In the listing below, render the lines starting at the one containing "Practice. Find the gray" and ending at the one containing "Target: clearing in woods" as a JSON list of strings, one string per line, with blank lines omitted.

## Listing excerpted from a collection
— begin —
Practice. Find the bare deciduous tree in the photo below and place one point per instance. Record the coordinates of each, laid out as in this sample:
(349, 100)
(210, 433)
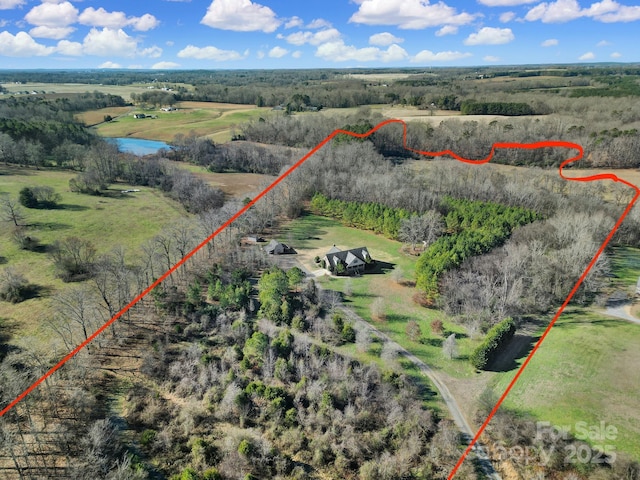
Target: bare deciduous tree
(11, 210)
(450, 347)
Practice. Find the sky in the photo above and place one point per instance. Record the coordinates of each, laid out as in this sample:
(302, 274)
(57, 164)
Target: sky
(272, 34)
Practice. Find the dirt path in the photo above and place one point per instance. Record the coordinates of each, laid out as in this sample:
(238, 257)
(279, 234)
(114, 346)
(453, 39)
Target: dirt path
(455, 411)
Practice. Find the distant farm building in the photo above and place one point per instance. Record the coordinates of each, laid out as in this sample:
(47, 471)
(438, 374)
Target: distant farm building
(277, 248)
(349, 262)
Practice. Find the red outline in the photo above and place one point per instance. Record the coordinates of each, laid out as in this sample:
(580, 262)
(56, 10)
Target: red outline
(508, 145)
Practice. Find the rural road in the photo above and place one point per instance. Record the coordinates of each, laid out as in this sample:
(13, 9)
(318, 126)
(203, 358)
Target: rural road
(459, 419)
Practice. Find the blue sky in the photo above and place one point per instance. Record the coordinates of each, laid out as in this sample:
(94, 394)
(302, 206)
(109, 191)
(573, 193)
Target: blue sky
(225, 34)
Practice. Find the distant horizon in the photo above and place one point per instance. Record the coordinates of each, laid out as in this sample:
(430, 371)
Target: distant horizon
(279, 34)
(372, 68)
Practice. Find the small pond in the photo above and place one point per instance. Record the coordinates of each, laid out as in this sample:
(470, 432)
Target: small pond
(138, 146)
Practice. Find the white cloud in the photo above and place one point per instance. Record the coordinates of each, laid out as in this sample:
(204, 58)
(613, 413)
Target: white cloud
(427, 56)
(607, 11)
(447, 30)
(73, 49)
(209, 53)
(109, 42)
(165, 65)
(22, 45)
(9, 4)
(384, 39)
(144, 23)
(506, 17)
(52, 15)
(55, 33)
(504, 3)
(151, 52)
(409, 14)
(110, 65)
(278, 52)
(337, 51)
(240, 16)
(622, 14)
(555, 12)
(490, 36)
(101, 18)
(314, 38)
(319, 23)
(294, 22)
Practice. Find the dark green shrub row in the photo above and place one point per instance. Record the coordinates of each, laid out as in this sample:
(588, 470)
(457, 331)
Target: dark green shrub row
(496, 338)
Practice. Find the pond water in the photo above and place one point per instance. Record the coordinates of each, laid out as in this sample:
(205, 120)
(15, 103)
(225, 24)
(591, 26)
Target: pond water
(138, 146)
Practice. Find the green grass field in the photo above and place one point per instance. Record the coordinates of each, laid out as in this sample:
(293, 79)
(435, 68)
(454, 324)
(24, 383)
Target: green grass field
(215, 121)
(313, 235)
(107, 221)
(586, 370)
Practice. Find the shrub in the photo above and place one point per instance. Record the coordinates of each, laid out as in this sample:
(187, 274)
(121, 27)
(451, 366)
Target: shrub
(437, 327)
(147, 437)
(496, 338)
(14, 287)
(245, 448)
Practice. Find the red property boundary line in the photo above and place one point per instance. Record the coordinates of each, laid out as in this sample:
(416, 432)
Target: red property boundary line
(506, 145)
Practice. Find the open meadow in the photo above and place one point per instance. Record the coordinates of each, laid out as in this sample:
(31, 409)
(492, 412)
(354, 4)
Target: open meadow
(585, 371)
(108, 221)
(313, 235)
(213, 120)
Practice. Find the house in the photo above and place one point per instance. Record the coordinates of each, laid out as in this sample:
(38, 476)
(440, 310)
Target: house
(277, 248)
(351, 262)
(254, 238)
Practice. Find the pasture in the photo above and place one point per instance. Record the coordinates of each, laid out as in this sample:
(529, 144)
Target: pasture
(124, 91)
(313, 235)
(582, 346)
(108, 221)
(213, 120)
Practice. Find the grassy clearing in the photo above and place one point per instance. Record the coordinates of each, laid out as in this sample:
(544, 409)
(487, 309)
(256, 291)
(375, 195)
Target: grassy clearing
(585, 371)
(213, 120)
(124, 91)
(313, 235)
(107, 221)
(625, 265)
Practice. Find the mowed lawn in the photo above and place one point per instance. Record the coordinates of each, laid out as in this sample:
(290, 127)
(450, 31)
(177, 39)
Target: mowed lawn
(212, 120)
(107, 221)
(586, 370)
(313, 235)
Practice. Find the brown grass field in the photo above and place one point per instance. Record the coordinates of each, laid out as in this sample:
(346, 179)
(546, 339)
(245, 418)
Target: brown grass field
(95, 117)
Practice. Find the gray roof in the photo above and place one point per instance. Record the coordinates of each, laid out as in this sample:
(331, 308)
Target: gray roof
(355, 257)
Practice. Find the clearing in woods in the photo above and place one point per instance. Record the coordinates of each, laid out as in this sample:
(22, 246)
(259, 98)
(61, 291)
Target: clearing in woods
— end —
— begin —
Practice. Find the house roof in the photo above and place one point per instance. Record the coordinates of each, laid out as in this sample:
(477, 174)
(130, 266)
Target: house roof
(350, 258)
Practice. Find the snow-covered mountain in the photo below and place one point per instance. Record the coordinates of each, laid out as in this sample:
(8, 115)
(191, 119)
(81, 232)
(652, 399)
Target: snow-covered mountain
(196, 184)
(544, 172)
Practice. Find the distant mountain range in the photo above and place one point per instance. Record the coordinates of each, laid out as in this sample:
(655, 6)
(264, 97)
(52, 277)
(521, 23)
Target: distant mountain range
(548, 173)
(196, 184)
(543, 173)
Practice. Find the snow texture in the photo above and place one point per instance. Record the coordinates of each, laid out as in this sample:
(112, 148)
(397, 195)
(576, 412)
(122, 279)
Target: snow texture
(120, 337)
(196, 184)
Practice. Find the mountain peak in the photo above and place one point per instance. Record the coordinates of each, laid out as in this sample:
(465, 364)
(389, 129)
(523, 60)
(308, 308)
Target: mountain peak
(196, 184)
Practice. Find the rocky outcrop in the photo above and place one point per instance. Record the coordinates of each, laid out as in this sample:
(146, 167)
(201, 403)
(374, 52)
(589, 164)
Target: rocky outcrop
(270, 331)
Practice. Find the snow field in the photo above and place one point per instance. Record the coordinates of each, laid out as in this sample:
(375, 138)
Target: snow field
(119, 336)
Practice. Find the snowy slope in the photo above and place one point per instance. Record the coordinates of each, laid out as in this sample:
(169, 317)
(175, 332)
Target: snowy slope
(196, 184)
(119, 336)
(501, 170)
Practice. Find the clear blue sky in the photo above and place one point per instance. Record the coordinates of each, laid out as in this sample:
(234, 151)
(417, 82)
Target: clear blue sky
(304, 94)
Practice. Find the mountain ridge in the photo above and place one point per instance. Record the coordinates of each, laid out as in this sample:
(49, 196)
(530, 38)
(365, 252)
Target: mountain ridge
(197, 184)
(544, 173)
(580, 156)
— end —
— begin —
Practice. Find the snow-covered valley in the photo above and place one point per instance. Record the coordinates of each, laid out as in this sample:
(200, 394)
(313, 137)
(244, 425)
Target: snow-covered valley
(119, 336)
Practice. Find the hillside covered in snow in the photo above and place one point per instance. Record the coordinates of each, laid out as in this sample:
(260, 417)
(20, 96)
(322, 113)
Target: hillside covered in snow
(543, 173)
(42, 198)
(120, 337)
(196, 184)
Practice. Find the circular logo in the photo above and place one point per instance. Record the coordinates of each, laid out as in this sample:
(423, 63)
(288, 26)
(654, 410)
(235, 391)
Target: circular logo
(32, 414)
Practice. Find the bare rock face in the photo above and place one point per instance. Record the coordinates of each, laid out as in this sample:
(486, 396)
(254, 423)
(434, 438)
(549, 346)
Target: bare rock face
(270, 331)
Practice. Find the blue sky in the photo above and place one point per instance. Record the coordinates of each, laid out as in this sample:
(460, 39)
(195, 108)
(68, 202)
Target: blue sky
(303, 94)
— end —
## Answer below
[
  "Practice. Find the gray roof in the photo above and place one point per instance. Record the coordinates of each, laid out as in this sample:",
  "(331, 308)",
  "Target: gray roof",
  "(355, 257)",
  "Practice. Find the clearing in woods in the photo above and place one point per instance. Record the coordinates of each, laid out as in this sample:",
  "(22, 246)",
  "(259, 98)",
  "(61, 291)",
  "Target: clearing in woods"
]